> Artikel:
Arti Lawatan Prancis ke Mesir, Berdamai dengan Dunia Islam?

Prancis mengunjungi Mesir menyikapi protes dunia Islam.

Antara/Syifa Yulinnas
Prancis mengunjungi Mesir menyikapi protes dunia Islam .Massa berunjuk rasa di Meulaboh, Aceh Barat, Aceh, Jumat (6/11/2020).
Rep: Meiliza Laveda Red: Nashih Nashrullah

REPUBLIKA.CO.ID, JAKARTA – Presiden Prancis Emmanuel Macron bertemu perwakilan Dewan Agama Muslim Prancis (CFCM) dan mendesak mereka mengadopsi piagam nilai-nilai Republik dalam waktu 15 hari pada (18/11) lalu. CFCM setuju membentuk dewan imam nasional agar mengawasi akreditasi resmi para penceramah Islam.

Baca Juga

Pada Oktober, Prancis dihebohkan pemenggalan kepala guru bahasa Prancis Samuel Paty dan serangan penikaman brutal terhadap umat paroki di Basilika Notre-Dame di Nice. Menurut pihak berwenang negara, keduanya dilakukan  simpatisan radikal.

Presiden Prancis mengumumkan tindakan keras terhadap radikal dalam pidatonya di Les Mureaux pada 2 Oktober. "Yang harus kita tangani adalah separatisme Islam,” kata Macron. Pidato itu disampaikan di tengah persidangan penyerang Charlie Hebdo dan mengikuti publikasi ulang kartun Nabi Muhammad.

Retorika Macron yang keras dan dukungannya terhadap kartun-kartun tersebut dianggap menghujat dalam Islam. Ini disambut dengan kebencian oleh umat Islam, baik di dalam maupun luar negeri. Ketegangan meluas ke negara-negara mayoritas Muslim lainnya dengan beberapa dari mereka menyerukan pemboikotan barang-barang Prancis.

"Saya pikir alasan ketegangan ini adalah kesalahan persepsi antara kedua pihak dan kegagalan untuk menerka situasi dengan beberapa akurasi. Prancis memang membedakan antara istilah 'agama Islam' yang mengacu pada agama dan 'Islamisme' yang mengacu pada arus politik Islam dan arus ekstremisme dan terorisme", kata peneliti politik Mesir dan anggota Yayasan Pemuda Mediterania, Mohammad Fawzi.

> Tugas Latihan a: Dalam artikel tentang lawatan Prancis ke Mesir, di mana Macron berpidato pada 2 Oktober?
Data di bawah tidak ada hubungannya dengan artikel.

> Data yang Diberikan:
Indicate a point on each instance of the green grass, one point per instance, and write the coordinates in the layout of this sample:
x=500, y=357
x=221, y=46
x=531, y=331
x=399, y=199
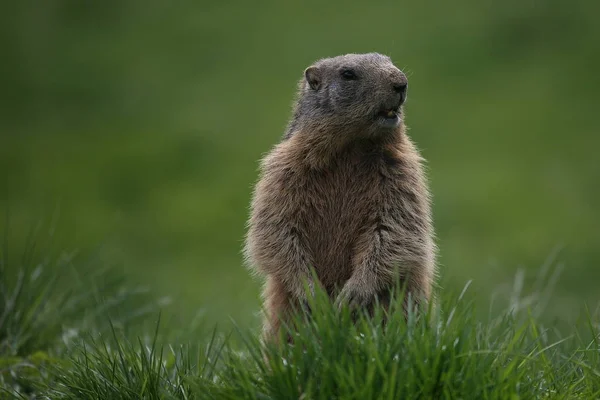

> Tugas Latihan b: Tentukan semua baris data yang memuat kata "point".

> Hasil Latihan a: Di Les Mureaux.

> Hasil Latihan b:
Indicate a point on each instance of the green grass, one point per instance, and write the coordinates in the layout of this sample:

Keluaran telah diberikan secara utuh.